__Fragmento de página__
Actualizado: 19 abr 2021

Tras media jornada del día (12 horas) lo que más alegra es un servicio a última hora, ya sabéis, aquel que no se puede demorar y no hay más unidades en la zona. Copiamos la llamada con la máxima educación posible y con la misma mirada de simpatía que le ofreces a un pelotón de diez mosquetones. Nos dirigimos raudos a un domicilio cerca de la intersección entre dos grandes ciudades. La alerta no estaba clara, así que extremamos las precauciones.

Cual fue nuestra sorpresa que al abrir la puerta nos encontramos a una señora (la paciente) que con buen humor y talante nos invitó a entrar a su casa. Lo primero que nos llamó la atención fue la limpieza y orden, contrapuesta con las latas de cerveza vacías que había en las esquinas de los cuartos y el pasillo. El tufo delataba a la legua, pero no hubo más problemas por este detalle.

La mujer no paraba de hablar: de su soledad, la angustia, lo poco que le llamaban los hijos… ¡ay los hijos! Haría un blog sólo de este triste tema. No obstante, quitando hierro a la patología (no al enolismo, sino a la soledad y depresión) miré las fotos que tenía colgadas en el comedor, así como los numerosos marcos colocados en muebles y estanterías sobre un diván. Le pregunté por esos momentos captados en blanco y negro y en ese momento ocurrió:

El rostro se iluminó con luz propia y comenzó a hablarnos de sus viajes por todo el mundo, del oficio de su difunto marido que ayudaba a este pasatiempo, de los lugares que visitó ¡Toda una exploradora! Increíble que allí, en ese pequeño piso, estuviera tanta historia. En ningún momento pusimos en tela de juicio la veracidad de su relato; algo nos decía que era real.

__Registros mostrados__
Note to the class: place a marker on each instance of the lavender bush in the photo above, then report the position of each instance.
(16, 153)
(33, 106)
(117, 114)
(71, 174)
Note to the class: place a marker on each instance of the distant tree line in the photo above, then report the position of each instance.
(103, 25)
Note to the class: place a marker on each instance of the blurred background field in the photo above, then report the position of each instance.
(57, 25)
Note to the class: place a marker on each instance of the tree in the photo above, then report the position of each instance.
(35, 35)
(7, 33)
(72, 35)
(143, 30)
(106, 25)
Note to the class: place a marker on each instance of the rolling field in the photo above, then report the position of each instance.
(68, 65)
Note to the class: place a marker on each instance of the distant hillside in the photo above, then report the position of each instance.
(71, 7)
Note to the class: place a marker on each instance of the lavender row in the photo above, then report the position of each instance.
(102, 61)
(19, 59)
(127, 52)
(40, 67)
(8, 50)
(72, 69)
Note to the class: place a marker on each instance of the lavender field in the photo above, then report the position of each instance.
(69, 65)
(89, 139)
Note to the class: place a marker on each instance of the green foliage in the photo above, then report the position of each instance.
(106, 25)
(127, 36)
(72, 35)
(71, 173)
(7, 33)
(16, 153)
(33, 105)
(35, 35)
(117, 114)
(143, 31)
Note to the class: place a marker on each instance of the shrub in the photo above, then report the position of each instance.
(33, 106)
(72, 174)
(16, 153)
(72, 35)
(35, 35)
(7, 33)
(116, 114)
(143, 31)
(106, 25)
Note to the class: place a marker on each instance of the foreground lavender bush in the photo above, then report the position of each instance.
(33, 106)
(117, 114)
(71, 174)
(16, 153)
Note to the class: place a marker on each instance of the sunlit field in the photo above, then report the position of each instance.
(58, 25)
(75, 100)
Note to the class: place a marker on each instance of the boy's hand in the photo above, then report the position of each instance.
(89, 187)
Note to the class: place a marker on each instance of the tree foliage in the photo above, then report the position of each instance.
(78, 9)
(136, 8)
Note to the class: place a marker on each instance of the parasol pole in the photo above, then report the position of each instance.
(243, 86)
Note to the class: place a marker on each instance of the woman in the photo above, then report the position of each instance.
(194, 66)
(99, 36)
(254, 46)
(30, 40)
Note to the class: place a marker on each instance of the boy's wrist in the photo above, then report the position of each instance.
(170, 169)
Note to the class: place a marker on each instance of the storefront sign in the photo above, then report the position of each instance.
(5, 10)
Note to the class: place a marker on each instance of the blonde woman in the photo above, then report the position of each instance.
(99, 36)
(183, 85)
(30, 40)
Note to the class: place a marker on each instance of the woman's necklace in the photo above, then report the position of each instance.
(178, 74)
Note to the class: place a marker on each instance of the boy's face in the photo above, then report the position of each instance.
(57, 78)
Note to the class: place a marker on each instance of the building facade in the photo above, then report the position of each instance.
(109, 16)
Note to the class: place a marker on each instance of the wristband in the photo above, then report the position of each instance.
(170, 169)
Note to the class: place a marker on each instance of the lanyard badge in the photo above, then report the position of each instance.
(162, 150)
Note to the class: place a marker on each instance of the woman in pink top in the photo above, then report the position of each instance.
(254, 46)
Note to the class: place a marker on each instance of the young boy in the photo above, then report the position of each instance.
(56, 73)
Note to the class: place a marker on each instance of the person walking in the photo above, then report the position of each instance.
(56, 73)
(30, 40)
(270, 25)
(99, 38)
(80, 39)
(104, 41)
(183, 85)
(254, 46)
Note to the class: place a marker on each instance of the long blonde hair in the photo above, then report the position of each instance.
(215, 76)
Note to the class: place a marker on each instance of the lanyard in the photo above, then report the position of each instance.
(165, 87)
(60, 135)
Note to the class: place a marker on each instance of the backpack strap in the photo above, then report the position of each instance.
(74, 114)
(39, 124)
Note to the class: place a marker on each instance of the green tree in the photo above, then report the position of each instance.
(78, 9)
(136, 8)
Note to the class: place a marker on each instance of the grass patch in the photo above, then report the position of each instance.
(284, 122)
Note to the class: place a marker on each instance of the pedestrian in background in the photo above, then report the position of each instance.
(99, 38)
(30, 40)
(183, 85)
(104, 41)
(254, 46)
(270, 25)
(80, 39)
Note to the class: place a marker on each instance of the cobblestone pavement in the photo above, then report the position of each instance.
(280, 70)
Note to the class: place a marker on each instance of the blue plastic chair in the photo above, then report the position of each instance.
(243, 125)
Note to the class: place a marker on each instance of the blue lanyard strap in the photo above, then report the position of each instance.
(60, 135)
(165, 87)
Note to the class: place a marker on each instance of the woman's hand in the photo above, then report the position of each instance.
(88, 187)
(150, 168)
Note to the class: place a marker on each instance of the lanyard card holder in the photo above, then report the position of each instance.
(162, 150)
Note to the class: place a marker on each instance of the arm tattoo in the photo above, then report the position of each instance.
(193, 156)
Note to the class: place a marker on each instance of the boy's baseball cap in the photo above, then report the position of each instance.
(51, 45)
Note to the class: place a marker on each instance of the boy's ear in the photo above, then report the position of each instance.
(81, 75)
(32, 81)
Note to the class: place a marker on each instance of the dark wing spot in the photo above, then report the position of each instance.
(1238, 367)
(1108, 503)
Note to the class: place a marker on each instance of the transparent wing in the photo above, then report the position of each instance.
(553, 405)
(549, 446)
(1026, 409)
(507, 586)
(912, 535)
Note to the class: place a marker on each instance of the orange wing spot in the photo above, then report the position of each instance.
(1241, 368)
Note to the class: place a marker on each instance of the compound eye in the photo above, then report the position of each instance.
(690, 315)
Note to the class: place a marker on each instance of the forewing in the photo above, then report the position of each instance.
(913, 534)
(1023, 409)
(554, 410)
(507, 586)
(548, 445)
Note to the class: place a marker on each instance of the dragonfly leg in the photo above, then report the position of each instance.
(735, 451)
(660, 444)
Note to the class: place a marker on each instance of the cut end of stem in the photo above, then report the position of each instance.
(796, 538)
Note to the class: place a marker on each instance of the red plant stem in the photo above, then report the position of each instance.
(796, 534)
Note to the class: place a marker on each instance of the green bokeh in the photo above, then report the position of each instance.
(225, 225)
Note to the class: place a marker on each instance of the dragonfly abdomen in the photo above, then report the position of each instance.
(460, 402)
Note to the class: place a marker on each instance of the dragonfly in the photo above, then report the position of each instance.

__Tareas pendientes__
a) Indica si cada afirmación coincide con el fragmento y justifica con las palabras exactas que lo deciden: (i) el servicio llegó tras doce horas de jornada; (ii) la casa de la paciente estaba sucia y desordenada; (iii) las fotos del comedor eran en color.
b) Responde a estas preguntas según el fragmento.
(i) ¿Cerca de dónde estaba el domicilio?
(ii) ¿Qué había en las esquinas de los cuartos y el pasillo?
(iii) ¿De qué empezó a hablar la mujer al preguntarle por las fotos?
Los registros no guardan relación con el fragmento.

__Lista de respuestas__
a)
(i) Sí: «Tras media jornada del día (12 horas)».
(ii) No: «Lo primero que nos llamó la atención fue la limpieza y orden».
(iii) No: «esos momentos captados en blanco y negro».

b)
(i) Cerca de la intersección entre dos grandes ciudades.
(ii) Latas de cerveza vacías.
(iii) De sus viajes por todo el mundo.